WORK REQUIRED >> Reproduce all of the records below word for word, omitting the pictures.
=== GIVEN ENTRIES ===
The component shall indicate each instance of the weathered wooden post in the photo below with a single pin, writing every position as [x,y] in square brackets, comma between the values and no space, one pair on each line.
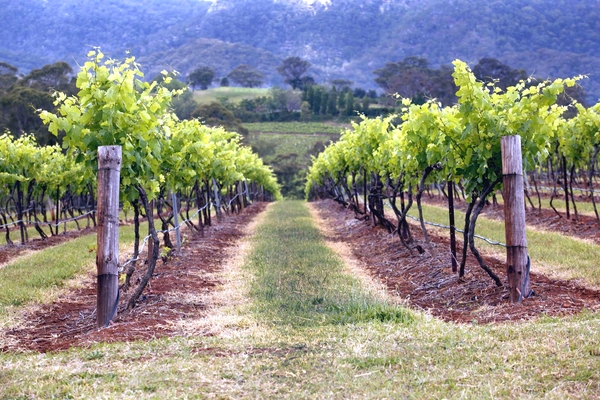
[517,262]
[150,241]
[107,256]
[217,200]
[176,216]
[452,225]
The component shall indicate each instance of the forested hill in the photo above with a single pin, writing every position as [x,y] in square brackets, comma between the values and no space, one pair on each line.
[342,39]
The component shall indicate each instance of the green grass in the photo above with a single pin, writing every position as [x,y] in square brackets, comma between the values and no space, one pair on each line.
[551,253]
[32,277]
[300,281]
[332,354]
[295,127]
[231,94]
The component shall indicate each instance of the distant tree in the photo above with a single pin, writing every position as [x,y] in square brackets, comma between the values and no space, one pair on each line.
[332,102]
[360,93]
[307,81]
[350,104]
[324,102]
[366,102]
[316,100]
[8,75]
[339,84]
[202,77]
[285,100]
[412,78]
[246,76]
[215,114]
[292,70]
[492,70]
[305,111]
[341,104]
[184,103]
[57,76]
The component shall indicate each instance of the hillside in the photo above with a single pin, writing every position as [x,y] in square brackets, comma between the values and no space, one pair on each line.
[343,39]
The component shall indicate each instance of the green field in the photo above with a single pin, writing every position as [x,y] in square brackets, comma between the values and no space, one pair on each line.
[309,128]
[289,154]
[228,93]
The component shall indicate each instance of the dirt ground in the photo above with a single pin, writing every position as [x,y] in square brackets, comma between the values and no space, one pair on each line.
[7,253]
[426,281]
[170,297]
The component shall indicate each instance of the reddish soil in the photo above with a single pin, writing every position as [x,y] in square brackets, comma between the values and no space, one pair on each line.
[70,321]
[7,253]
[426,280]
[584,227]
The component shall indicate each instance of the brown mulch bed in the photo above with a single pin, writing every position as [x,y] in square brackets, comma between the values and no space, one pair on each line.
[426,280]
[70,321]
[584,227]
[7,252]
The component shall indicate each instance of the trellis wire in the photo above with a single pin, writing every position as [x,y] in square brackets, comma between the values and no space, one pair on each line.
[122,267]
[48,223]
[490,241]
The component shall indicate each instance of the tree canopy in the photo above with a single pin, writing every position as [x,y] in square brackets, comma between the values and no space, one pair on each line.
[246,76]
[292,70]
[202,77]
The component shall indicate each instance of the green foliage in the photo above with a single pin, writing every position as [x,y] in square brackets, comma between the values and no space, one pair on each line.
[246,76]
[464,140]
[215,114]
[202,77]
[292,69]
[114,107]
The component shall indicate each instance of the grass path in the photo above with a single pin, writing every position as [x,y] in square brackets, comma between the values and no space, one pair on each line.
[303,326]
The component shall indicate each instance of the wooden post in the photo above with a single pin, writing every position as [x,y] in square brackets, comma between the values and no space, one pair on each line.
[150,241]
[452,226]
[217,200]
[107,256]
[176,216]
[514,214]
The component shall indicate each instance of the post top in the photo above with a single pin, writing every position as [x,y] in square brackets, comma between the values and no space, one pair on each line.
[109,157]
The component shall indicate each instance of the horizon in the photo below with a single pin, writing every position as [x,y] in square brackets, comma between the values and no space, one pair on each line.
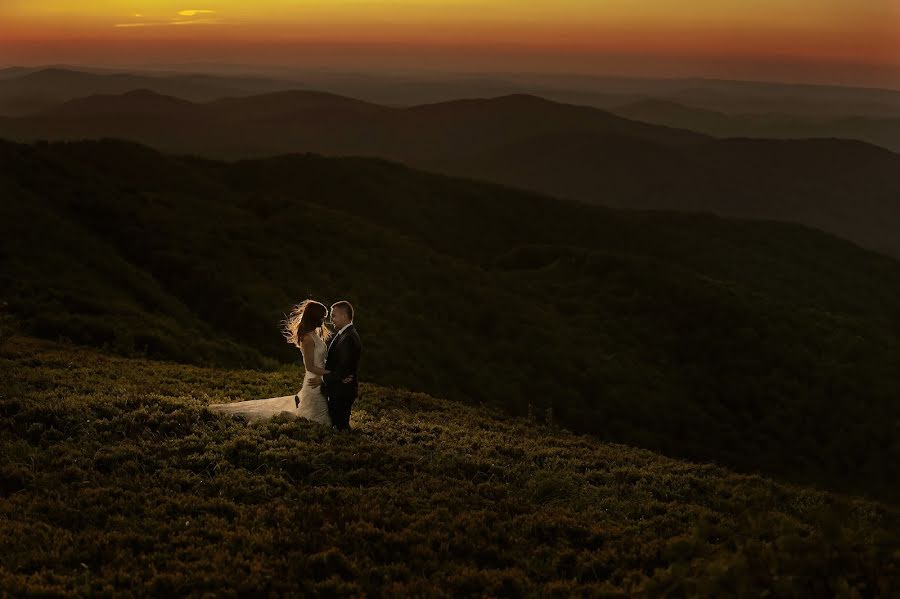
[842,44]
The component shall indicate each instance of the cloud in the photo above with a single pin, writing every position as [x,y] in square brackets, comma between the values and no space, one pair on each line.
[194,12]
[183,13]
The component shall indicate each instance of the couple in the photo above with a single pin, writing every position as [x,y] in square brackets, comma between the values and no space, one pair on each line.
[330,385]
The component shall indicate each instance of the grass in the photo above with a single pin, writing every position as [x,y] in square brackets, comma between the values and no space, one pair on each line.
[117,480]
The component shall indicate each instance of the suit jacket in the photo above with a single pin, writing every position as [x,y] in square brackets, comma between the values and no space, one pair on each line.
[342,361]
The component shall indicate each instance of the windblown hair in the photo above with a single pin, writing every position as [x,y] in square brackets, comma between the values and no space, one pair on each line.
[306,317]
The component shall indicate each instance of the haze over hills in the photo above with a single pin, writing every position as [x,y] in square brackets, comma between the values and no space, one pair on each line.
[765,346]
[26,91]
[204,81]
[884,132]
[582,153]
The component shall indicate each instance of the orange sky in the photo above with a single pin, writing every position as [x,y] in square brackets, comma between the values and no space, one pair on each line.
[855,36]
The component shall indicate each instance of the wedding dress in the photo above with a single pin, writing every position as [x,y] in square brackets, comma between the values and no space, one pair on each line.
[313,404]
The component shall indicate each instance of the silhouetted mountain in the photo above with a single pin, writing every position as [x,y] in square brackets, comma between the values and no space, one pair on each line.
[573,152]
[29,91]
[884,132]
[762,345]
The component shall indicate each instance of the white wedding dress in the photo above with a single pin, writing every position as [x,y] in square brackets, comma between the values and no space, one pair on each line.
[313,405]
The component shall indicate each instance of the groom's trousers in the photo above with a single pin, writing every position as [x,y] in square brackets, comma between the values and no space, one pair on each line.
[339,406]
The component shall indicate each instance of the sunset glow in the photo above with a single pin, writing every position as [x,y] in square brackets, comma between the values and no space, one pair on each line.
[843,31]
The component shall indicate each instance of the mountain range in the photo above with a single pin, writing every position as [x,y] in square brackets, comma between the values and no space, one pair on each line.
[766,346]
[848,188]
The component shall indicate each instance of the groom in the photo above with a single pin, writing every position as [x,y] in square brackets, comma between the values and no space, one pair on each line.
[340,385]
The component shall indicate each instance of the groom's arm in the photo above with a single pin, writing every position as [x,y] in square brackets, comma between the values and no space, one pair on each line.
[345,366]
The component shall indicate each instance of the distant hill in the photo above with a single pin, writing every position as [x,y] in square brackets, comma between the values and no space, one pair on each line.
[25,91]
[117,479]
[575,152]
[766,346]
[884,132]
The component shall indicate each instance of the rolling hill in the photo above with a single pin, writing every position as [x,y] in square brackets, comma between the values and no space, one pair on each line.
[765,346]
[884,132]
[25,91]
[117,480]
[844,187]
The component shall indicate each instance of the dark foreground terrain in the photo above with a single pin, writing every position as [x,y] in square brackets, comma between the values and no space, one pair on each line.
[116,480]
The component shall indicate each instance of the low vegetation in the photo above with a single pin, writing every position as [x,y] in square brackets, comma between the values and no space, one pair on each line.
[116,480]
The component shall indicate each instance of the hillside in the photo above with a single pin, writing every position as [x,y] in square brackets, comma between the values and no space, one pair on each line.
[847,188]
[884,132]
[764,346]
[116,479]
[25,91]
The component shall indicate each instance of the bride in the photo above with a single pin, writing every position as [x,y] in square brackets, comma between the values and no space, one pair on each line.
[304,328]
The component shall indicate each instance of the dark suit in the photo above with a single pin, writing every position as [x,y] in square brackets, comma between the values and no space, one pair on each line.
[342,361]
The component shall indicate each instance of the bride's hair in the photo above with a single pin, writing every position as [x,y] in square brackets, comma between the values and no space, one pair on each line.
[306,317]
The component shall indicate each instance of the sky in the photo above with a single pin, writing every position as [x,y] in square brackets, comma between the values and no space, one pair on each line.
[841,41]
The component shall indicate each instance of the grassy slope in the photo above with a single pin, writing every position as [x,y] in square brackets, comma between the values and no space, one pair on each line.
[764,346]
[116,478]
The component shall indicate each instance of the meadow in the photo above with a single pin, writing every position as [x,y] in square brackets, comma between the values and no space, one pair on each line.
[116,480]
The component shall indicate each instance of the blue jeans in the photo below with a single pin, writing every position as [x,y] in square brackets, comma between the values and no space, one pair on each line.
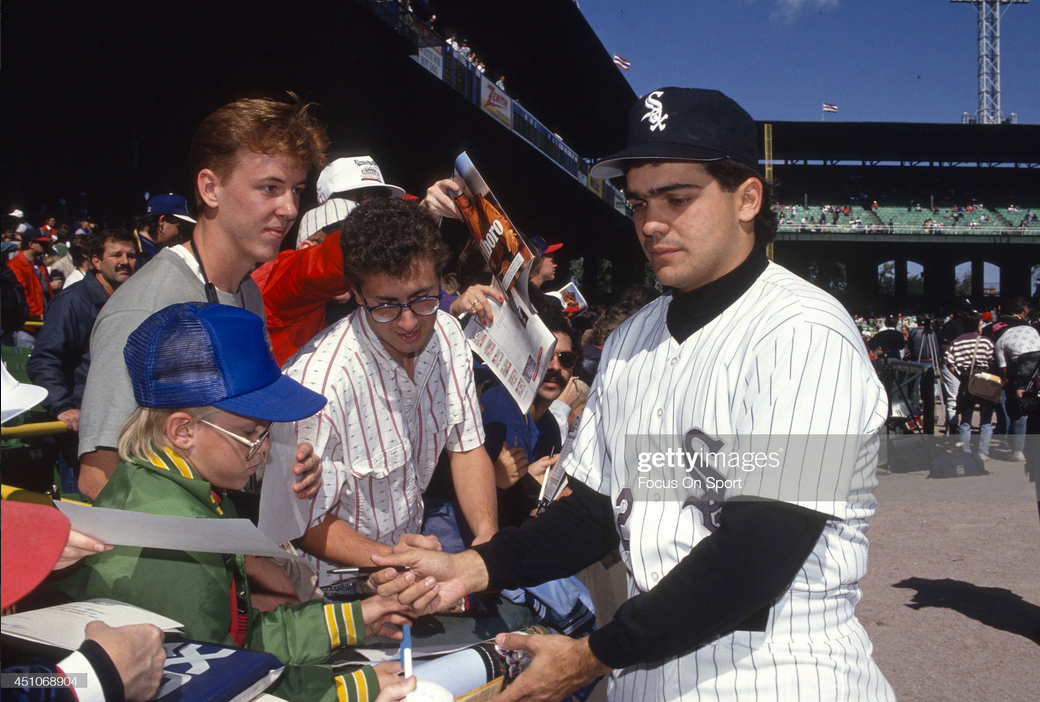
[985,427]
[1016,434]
===
WRITTEN SOLUTION >>
The component shall indicate each instance of the weathered wooden post in the photo below with a single pin, writing every position as [x,y] in square brackets, comma between the values and no space, one pair on each line.
[517,262]
[150,241]
[107,256]
[217,200]
[176,216]
[452,225]
The component shall indicate each instance of the forested hill in the photo above with a single pin, writing every position as [x,y] in square brackets, comma between the values and no space, one pair on each line.
[342,39]
The component shall indicate each instance of the green grass in the photo above with a single pin, writing every position as [x,y] in square brackets, comma between the values and no space, one pair on each line.
[551,253]
[32,277]
[300,281]
[332,354]
[295,127]
[231,94]
The component shall indicate each instance of the distant tree in the photo above with a single pin, writing every position as [x,y] in square brackets, comma between the values and no space, one pair on each line.
[332,102]
[360,93]
[307,81]
[350,104]
[324,102]
[366,102]
[316,100]
[8,75]
[339,84]
[202,77]
[285,100]
[412,78]
[246,76]
[215,114]
[292,70]
[492,70]
[305,111]
[341,104]
[184,103]
[57,76]
The component shall indicate each instance of the hillside in the photo above with a single pin, writing every position as [x,y] in square brackets, comma between the values and no space, one pair on each line.
[343,39]
The component shall indicate each instance of the green field in the photo above with a single pin, writing every position as [x,y] in square brackets, comma between the values and no space, one pair on each line.
[309,128]
[289,154]
[228,93]
The component shall indicate each instance of the dirt ground in the photo above with a single pin, writing every position as [x,y] in square brackets, comma between the values and no space, one pair on each line.
[7,253]
[426,281]
[170,297]
The component shall indicate each instance of the reddish soil in the photo above with a single pin, writing every position as [x,y] in square brackets, comma between the values and no space, one pair on each line.
[70,321]
[7,253]
[426,280]
[584,227]
The component shall indicate each instance of the brown mulch bed in the photo above with a single pin, writing every position as [x,y] in square brackets, comma between the values and no space, one pair on each line.
[426,280]
[70,321]
[584,227]
[7,252]
The component shall indicate each instance of the trellis wire in the photo above with a single pin, writing every position as [x,y] in square brackets, comma between the values and no space, one pair on each line.
[122,267]
[48,223]
[490,241]
The component shall indicate each instance of the tree canopy in the photo above with a single pin, writing every position as [x,y] in square brackets, comma between the values and no space, one pair on each line.
[246,76]
[292,70]
[202,77]
The component shall indicate each instance of the green foliage in the photo above with a single pin, writing every position as [x,y] in square brackets, comma between the values and no space, one pair on each line.
[246,76]
[464,140]
[215,114]
[202,77]
[292,69]
[114,107]
The component shall indicate each instance of the grass path in the photo above with a single pin, writing every position as [x,y] in square brackets, comma between the values and no space, one pair on each line.
[303,326]
The component shall indicate each instance of the wooden post in the photo above with a single pin, writing every position as [x,y] in square brackets, comma between the values and no space, one pair on each line.
[150,241]
[452,226]
[217,200]
[107,256]
[176,216]
[514,214]
The component shall indicate each instance of the post top in the photo above with a single pin, writing every position as [x,y] in square brackets, comma between the values and no space, one pair on each line.
[109,157]
The component shall indicate each instance of the horizon in the photo below with a single pin, writing every position as [x,y] in square brackets, comma between the values and no space, one pair on each line.
[842,44]
The component shall indicate each instance of the cloud in the photo above with a single pin, writing every position as [x,y] in square brackets, comma between the values and no space, one pair on each line.
[194,12]
[183,13]
The component shall indicate each instance of the couple in the photo above with a single pin, writing every position as [x,y] in square brackets, comma between the values and no space, one pair on each line.
[330,385]
The component shall indicate each instance of the grass in the photo above with a single pin, writing every position as [x,y] in square brackets, comma between the values and no space, one pair on each line.
[117,480]
The component shall indicate each instance of the suit jacket in the photo above with a single pin, writing every position as [x,y] in square brackets, comma between the values and no space, one pair on each line.
[342,361]
The component shall indicate each instance of the windblown hair in the photo above with a single pin, writing every position as [x,y] in square brackets, comma between the values and no space, one pair on each line.
[306,317]
The component shall indicate each instance of the haze over hills in the photo above with a single pin, writing every position as [x,y] in square brackets, comma between the values and no space, one pair on each line.
[765,346]
[26,91]
[204,81]
[884,132]
[582,153]
The component shall indicate each instance of the orange sky in the photo above with a single pin, writing every position as [x,y] in square brackets, comma between the values and no space, one pair on each line.
[855,36]
The component shall indicate each instance of the wedding dress in the photo above with a single pin, writing every position as [x,y] in square brackets, comma between the values and no space, one pair on each line.
[313,404]
The component shall indicate each instance of the silhouetted mountain in the photo above with a single pin, writing every position as [x,y] in square brackets, comma between the values and no space, one pair on each line.
[573,152]
[29,91]
[884,132]
[762,345]
The component shall indicate each instance of the white wedding dress in the photo above with a single pin, writing every position as [x,y] in square brackets, comma between the values and no space, one pair on each line.
[313,405]
The component shall indicate each instance of the groom's trousers in the photo above with a single pin, writing every position as [x,y] in square brackets, comma between the values and no space, one pair on each line.
[339,406]
The component shall indicate each instance of the sunset glow in the photo above with a single pin, writing every position as [x,y] in square brackets, comma between the values and no space, one pair on each line.
[843,31]
The component shall indicate each instance of the mountain range in the photo above with a single pin, writing every position as [x,y] in square brackets, comma between the values and no space, one pair on each line.
[766,346]
[848,188]
The component shall indicate each instance of the groom in the photo above with a single pin, writing every position as [x,y] in square brackets, comma between the values and no space, one pair on each line.
[340,385]
The component shall indicate each instance of the groom's arm in the photo above with a single pin, writing every position as [x,y] in square brackets, comma between the values and no space, one pair on each line.
[345,366]
The component shall indicate each instance of the distant hill in the photo above with a single pin, writing every position as [x,y] in square brackets, comma between the values and no space, one pair on each line.
[25,91]
[117,479]
[575,152]
[766,346]
[884,132]
The component shall indicate each instance of the rolling hill in the photo above with a single pin, writing every position as [x,y] in square brackets, comma between the values and no space, one pair on each line.
[765,346]
[884,132]
[25,91]
[117,480]
[844,187]
The component shall indicate each instance of the dark foreground terrain in the photo above with a single pin, writing every position as [x,y] in square brackets, comma between the values and no space, one pair on each line.
[116,480]
The component shall indicate each instance of the low vegetation in the photo above with a single pin, writing every position as [x,y] in square brackets, comma between the values and no space, one pair on each line.
[116,480]
The component shall indicate each instance of the hillside in the photo above with a single pin, writing every position as [x,y] in square brackets, comma between the values and no space, one pair on each line.
[847,188]
[884,132]
[764,346]
[116,479]
[25,91]
The component shall indicate each instance of the bride in the photo above with a single pin, writing every position as [x,y] in square brackets, comma between the values and no space, one pair on each line.
[304,328]
The component shall indicate each instance of the dark suit in the photo above with a single pin, writing every position as [x,y] in square brackets, comma between the values and no space, one pair on each line.
[342,361]
The component shall indicate each instance of the bride's hair in the photo above with a single pin, writing every position as [x,y] in square brackets, comma between the values and no space, one pair on each line.
[306,317]
The component shall indicate each instance of the sky in the photo above with a single pin, writing every position as [x,y] in square brackets, comma between the values and no space, one pair on each line.
[841,41]
The component shall indicate each instance of the grassy slope in the photo above with a single pin, writing every position as [x,y] in square brackets, comma between the values and no space, one pair on each line.
[764,346]
[116,478]
The component shall indicate each instance of the meadow in the photo above with a single pin, writing every position as [x,y] in square brackets, comma between the values and no space, one pair on each line.
[116,480]
The component shall indicate each instance of the blue jeans in the photo below with a single pin, writing every position as [x,y] in square brackets, comma between the values and no space, one pair on each line.
[985,427]
[1016,434]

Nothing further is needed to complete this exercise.